WORK INSTRUCTIONS — Your answer must be the exact lines from the one holding "of the black" through the final line of the records below, both included, and nothing more.

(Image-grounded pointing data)
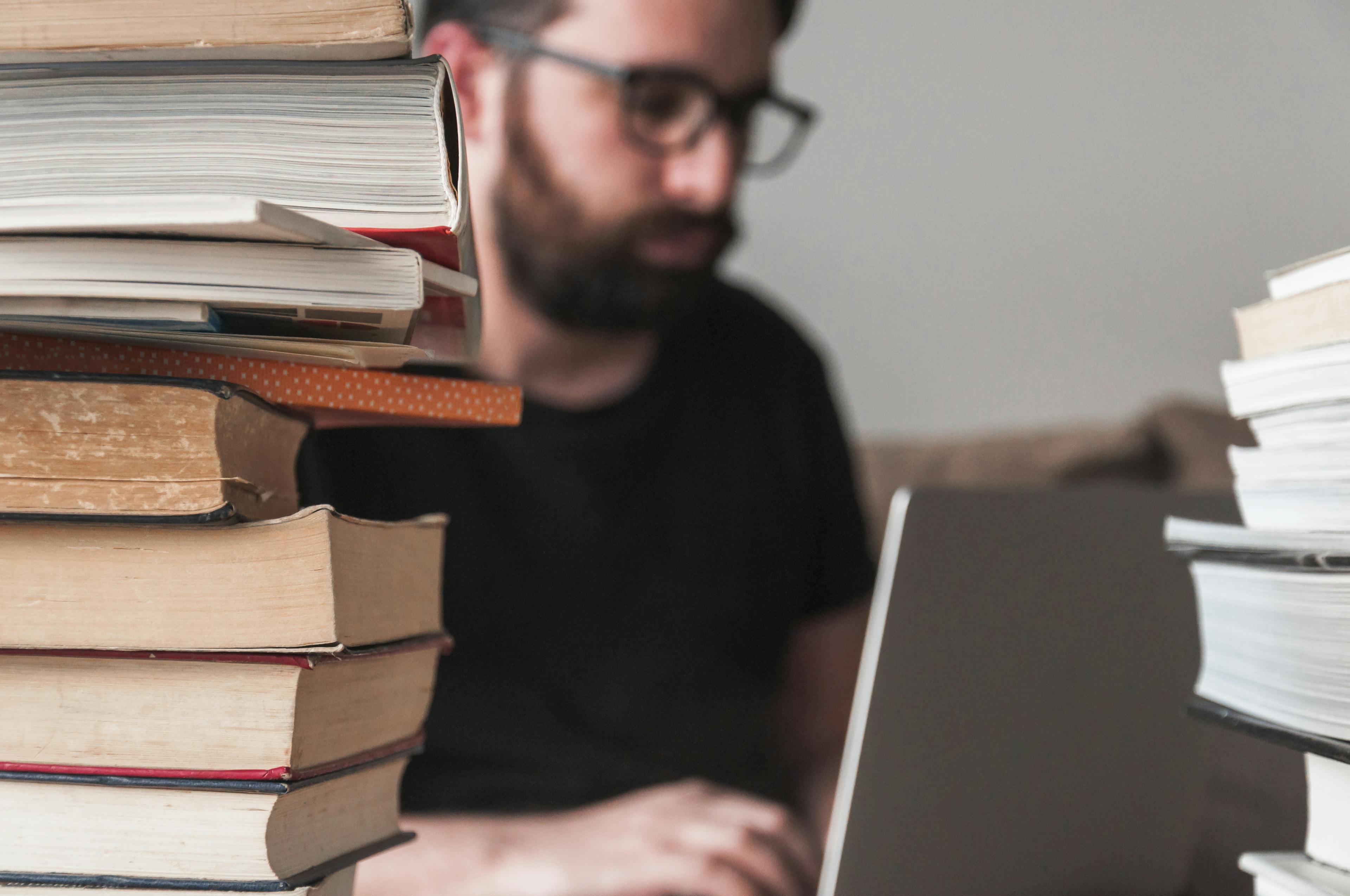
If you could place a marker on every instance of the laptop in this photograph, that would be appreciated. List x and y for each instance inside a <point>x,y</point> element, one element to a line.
<point>1020,718</point>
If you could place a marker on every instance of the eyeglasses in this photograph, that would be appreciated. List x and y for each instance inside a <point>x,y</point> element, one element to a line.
<point>669,109</point>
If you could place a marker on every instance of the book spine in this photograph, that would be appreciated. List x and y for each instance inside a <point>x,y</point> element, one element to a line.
<point>407,397</point>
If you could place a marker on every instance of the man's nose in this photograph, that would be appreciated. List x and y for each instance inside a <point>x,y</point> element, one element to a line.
<point>704,177</point>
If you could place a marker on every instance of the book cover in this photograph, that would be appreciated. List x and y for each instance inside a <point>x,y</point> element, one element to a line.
<point>371,397</point>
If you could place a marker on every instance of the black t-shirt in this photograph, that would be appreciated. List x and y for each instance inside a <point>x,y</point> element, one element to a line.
<point>622,582</point>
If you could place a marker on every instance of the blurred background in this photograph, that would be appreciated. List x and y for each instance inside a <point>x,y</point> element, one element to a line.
<point>1041,214</point>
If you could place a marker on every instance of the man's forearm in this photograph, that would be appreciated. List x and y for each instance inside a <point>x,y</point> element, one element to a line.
<point>816,793</point>
<point>674,838</point>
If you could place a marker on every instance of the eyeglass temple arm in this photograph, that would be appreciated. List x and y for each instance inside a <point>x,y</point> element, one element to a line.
<point>508,40</point>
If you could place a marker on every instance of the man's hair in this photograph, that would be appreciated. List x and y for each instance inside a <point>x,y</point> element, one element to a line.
<point>532,15</point>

RESULT FOR THIS EXERCISE —
If you could place a marker on every instance of the black t-shirt in this photograph, that would be appreciated. List x and y for each instance inside a <point>x,y</point> element, one element to a line.
<point>622,582</point>
If you could place a marker on every instance of the blurred background in this photograph, that would be appreciated. List x and y for each instance inside a <point>x,y</point> element, one element to a line.
<point>1041,214</point>
If you could place a marker on every instance of the man's forearm in this photograph, that would be appreciated. List x and y for each instance inside a <point>x,y</point> element, one element to a line.
<point>816,793</point>
<point>674,838</point>
If you could place a marker on every instance of the eyeglass temple arm in this photograph, that would be appreciated. List x and y for each instance inside a <point>x,y</point> element, one element to a line.
<point>508,40</point>
If you could place a marker on every instance of the man's hair in this photograph, that would be appreciated. List x and y for each instance inside a <point>x,y</point> element, one element to a line.
<point>532,15</point>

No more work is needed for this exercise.